__Records excerpted from a collection__.
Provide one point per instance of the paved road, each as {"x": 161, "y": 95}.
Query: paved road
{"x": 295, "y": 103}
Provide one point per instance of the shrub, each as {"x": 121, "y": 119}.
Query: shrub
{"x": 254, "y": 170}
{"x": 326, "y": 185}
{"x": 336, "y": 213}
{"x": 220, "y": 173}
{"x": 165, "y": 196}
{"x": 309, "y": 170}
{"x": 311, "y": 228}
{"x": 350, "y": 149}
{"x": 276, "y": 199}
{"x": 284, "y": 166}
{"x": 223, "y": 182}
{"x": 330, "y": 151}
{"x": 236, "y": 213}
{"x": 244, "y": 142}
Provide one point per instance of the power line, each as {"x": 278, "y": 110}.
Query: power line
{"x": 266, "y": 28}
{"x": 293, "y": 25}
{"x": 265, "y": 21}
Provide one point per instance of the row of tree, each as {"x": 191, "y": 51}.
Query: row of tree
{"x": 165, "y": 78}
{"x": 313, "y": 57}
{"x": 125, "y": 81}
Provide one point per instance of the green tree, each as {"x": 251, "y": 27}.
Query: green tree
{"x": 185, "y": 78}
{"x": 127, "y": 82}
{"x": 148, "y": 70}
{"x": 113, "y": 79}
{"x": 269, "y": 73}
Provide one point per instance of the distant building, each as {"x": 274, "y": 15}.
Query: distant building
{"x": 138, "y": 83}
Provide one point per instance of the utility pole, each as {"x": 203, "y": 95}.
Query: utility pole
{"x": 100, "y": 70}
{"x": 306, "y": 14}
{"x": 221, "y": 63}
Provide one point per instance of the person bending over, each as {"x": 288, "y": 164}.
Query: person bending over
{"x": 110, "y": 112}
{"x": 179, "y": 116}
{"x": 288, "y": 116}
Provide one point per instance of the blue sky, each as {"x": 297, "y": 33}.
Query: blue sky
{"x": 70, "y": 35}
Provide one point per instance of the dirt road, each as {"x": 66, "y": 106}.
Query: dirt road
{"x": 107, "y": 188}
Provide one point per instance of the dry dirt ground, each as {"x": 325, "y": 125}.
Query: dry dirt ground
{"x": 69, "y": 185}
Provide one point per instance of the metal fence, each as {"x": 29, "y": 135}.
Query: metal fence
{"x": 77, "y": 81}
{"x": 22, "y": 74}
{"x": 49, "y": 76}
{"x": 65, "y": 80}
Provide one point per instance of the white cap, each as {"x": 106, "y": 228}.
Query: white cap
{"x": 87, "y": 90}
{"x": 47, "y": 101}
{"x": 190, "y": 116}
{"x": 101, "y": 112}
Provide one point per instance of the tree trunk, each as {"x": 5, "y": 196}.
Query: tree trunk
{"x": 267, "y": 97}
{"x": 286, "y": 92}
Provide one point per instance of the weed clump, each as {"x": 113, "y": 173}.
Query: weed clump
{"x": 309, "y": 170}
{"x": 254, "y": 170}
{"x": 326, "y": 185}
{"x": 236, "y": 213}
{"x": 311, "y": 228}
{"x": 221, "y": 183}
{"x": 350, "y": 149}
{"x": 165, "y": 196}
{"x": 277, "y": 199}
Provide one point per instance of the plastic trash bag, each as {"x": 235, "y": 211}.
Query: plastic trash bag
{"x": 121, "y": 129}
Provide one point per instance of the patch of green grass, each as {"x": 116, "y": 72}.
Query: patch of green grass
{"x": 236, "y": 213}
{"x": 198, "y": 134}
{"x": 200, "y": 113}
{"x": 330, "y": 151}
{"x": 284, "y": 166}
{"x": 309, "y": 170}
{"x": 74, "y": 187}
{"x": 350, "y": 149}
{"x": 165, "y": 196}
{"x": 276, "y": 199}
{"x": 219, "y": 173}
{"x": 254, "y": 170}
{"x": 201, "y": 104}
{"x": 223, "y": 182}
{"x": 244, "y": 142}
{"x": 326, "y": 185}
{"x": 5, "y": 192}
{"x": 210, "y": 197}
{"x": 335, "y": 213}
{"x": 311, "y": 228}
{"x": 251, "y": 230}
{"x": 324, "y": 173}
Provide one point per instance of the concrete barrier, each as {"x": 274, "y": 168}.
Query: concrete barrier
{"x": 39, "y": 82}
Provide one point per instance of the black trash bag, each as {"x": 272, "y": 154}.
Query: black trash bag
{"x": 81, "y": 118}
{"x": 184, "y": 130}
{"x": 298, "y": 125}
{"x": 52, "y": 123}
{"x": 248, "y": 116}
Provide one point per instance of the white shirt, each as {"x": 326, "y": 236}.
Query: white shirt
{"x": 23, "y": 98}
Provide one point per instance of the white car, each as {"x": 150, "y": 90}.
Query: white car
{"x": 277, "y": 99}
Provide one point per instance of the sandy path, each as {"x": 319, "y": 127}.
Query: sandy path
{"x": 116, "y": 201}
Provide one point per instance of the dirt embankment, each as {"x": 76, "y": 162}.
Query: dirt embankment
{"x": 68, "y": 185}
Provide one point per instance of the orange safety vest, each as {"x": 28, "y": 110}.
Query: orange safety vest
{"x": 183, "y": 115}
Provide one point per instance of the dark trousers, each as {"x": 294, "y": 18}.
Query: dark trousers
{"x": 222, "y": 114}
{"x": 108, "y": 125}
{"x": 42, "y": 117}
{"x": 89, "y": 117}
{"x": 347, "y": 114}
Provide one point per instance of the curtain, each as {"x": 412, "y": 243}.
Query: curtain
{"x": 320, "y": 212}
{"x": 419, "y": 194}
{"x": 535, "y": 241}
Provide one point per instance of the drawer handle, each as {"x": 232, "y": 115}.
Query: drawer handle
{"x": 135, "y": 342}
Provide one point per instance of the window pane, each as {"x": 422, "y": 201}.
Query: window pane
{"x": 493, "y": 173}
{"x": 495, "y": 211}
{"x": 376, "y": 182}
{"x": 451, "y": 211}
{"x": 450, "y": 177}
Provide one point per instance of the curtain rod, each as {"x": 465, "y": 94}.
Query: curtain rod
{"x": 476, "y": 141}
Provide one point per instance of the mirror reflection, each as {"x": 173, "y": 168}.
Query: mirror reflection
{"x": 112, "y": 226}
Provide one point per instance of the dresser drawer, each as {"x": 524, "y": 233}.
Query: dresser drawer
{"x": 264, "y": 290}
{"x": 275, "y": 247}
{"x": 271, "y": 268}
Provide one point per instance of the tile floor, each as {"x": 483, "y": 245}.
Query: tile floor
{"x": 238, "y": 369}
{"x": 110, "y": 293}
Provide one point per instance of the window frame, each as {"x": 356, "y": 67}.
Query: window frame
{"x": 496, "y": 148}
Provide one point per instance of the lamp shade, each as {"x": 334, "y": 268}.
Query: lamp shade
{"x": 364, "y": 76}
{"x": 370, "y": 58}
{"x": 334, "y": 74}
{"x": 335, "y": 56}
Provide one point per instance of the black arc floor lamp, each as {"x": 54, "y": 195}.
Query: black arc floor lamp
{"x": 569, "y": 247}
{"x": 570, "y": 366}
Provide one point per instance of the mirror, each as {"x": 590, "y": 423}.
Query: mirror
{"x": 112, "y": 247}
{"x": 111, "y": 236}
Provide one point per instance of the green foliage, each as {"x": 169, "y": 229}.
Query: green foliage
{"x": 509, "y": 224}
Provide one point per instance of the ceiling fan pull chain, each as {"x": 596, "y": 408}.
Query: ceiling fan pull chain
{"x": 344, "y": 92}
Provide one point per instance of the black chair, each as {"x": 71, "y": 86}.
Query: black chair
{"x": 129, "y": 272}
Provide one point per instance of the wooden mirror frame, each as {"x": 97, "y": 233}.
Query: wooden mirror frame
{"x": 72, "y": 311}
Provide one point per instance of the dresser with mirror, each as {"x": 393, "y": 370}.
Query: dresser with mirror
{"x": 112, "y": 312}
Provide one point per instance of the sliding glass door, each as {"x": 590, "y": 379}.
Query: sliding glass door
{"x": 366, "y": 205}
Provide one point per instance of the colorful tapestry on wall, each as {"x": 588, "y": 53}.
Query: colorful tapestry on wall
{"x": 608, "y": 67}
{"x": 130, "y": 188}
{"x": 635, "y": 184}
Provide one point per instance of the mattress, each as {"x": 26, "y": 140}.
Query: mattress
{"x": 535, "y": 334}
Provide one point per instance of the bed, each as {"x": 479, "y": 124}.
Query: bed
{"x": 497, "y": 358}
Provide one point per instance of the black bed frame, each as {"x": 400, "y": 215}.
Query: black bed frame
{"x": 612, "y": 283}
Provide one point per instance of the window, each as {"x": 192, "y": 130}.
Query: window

__EXERCISE BRIEF__.
For this exercise, please output exactly the lines above starting at the line with "Provide one point per instance of the curtain, each" and ending at the line with "Provide one point per instance of the tile", ends included.

__RESULT FOR THIS TASK__.
Provide one point per instance of the curtain, each as {"x": 412, "y": 243}.
Query: curtain
{"x": 320, "y": 212}
{"x": 419, "y": 194}
{"x": 535, "y": 241}
Provide one point per instance of the drawer handle, each as {"x": 232, "y": 115}.
Query: drawer handle
{"x": 135, "y": 342}
Provide one point per instance of the window pane, each as {"x": 422, "y": 201}.
Query: window pane
{"x": 493, "y": 173}
{"x": 495, "y": 211}
{"x": 376, "y": 182}
{"x": 451, "y": 211}
{"x": 450, "y": 177}
Provide one point per instance of the curtain rod, each as {"x": 465, "y": 94}.
Query: curtain rod
{"x": 476, "y": 141}
Provide one point per instance of the mirror reflection, each as {"x": 173, "y": 168}.
Query: mirror reflection
{"x": 112, "y": 226}
Provide one point per instance of the dresser drawer, each as {"x": 524, "y": 233}.
Query: dresser drawer
{"x": 264, "y": 290}
{"x": 275, "y": 247}
{"x": 271, "y": 268}
Provide one point per instance of the tile floor, each as {"x": 483, "y": 245}.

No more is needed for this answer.